CARLOS MARX: HISTORIA DE SU VIDA (XXIX)

CARLOS MARX: HISTORIA DE SU VIDA (XXIX) 1Entregamos esta semana la tercera parte del Capítulo X de la magnífica Biografía de Carlos Marx, escrita por Franz Mehring. En esta parte, el autor relata un nuevo episodio de disputas entre los exiliados revolucionarios, surgidas con motivo de los cambios en poder en Francia y Alemania.

CAPÍTULO X

CONMOCIONES DINÁSTICAS

3. NUEVAS LUCHAS ENTRE LOS EXILIADOS

El carácter complejo de la guerra italiana resolvió viejos desacuerdos y provocó nuevos conflictos entre los emigrados.

Mientras que los fugitivos italianos y franceses combatían la fusión del movimiento de la unidad italiana con el golpe de Estado francés, una gran parte de los exiliados alemanes se disponía a repetir aquellas torpezas cuya primera edición les había generado un destierro de diez años. No es que compartieran, ni mucho menos, los puntos de vista de Lassalle, sino que se entusiasmaban con la «nueva era» por la gracia del Príncipe Regente, con la esperanza de que también a ellos los alcanzaría un rayo del nuevo sol; estaban poseídos por una verdadera «furia de amnistía», según la frase satírica de Freiligrath, y dispuestos a cualquier acto patriótico, si la «Alteza real», como Kinkel había pronosticado ya ante el consejo de guerra de Rastatt, se decidía a forjar con la espada la unidad del Imperio.

DATOS PROPORCIONADOS
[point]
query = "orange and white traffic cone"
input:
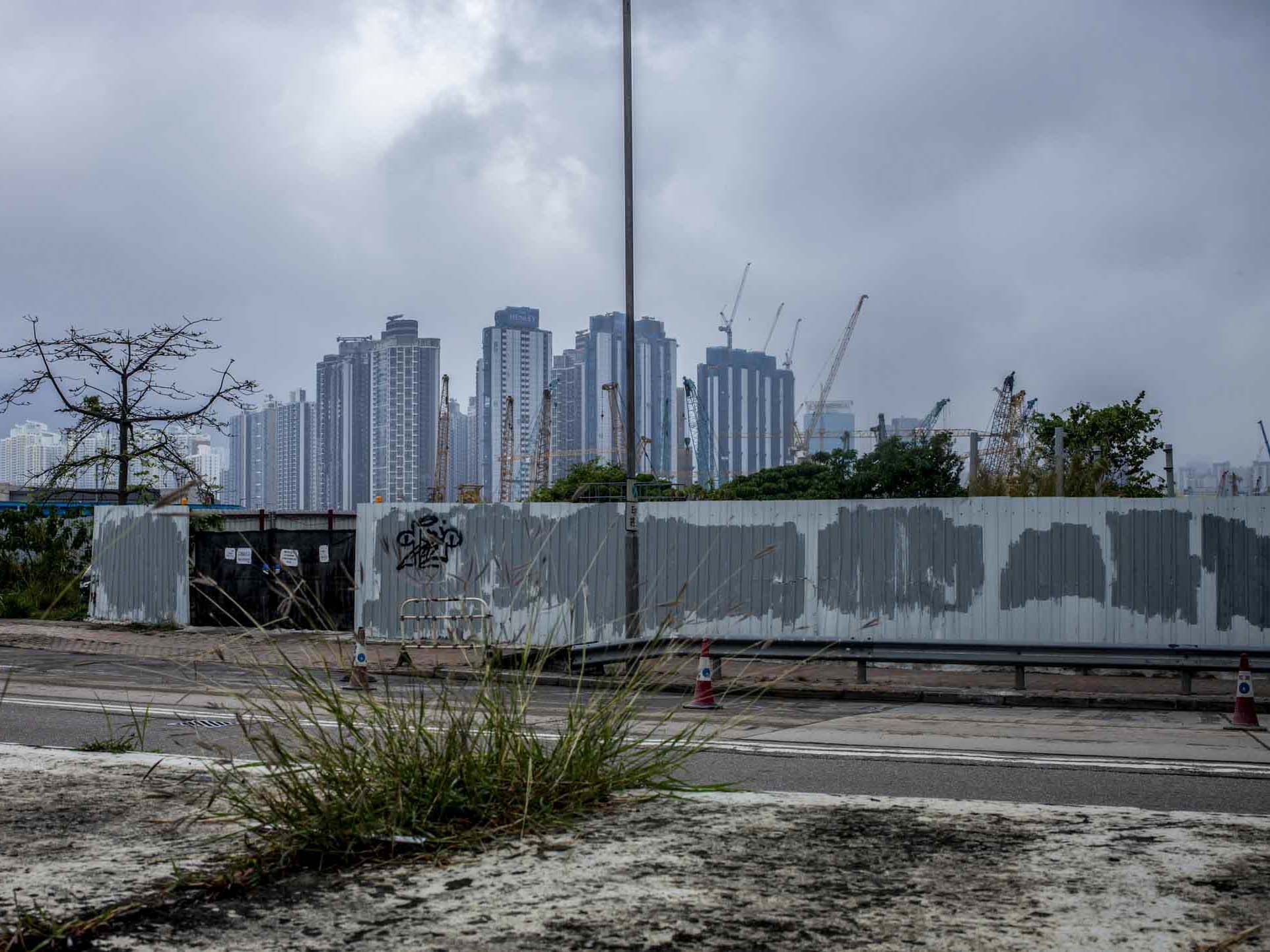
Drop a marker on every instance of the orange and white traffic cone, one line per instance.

CONJUNTO DE TAREAS
1. Transcribe sin cambios el pasaje del fragmento sobre Marx que comienza con las palabras que contienen "CARLOS MARX: HISTORIA DE SU VIDA (XXIX) 1Entregamos" y concluye con "Francia y Alemania.".
2. ¿Puedes prolongar el fragmento sobre Marx a partir de su última oración?
El material no hace falta para nada de lo que se pide.

RESPUESTAS EN ORDEN
1.
CARLOS MARX: HISTORIA DE SU VIDA (XXIX) 1Entregamos esta semana la tercera parte del Capítulo X de la magnífica Biografía de Carlos Marx, escrita por Franz Mehring. En esta parte, el autor relata un nuevo episodio de disputas entre los exiliados revolucionarios, surgidas con motivo de los cambios en poder en Francia y Alemania.

2.
Kinkel se convirtió nuevamente en el portavoz de estas tendencias, con su Hermann, un semanario que empezó a publicarse el 1 de enero de 1859 y cuyo título antediluviano indicaba bien a las claras qué ideología tenía. Pronto se transformó en el órgano auténtico de aquella —para decirlo también con Freiligrath— «nostalgia patriótica», ansiosa de hundirse cuanto antes en el «bullicio liberal de los suboficiales prusianos». Esto hizo que el semanario de Kinkel se impusiera rápidamente, matando enseguida al Nuevos tiempos, un periodiquito obrero que editaba Edgar Bauer por encargo de la Liga de Cultura Obrera. Como el Nuevos tiempos vivía casi exclusivamente del crédito del impresor, se vinieron a pique tan rápido como Kinkel le ofreció a éste la empresa mucho más beneficiosa y sólida del Hermann. Sin embargo, esta jugada no encontró el aplauso unánime ni aun en el seno de los exiliados burgueses; el librecambista Faucher creó un comité de ayuda financiera para proseguir con la publicación de Nuevos tiempos, rebautizándolo con el título de El Pueblo. De su redacción se encargó Elard Biskamp, un emigrado de Hesse que había colaborado en Nuevos tiempos desde las provincias y que ahora abandonaba su puesto de maestro para dedicarse al renaciente periódico.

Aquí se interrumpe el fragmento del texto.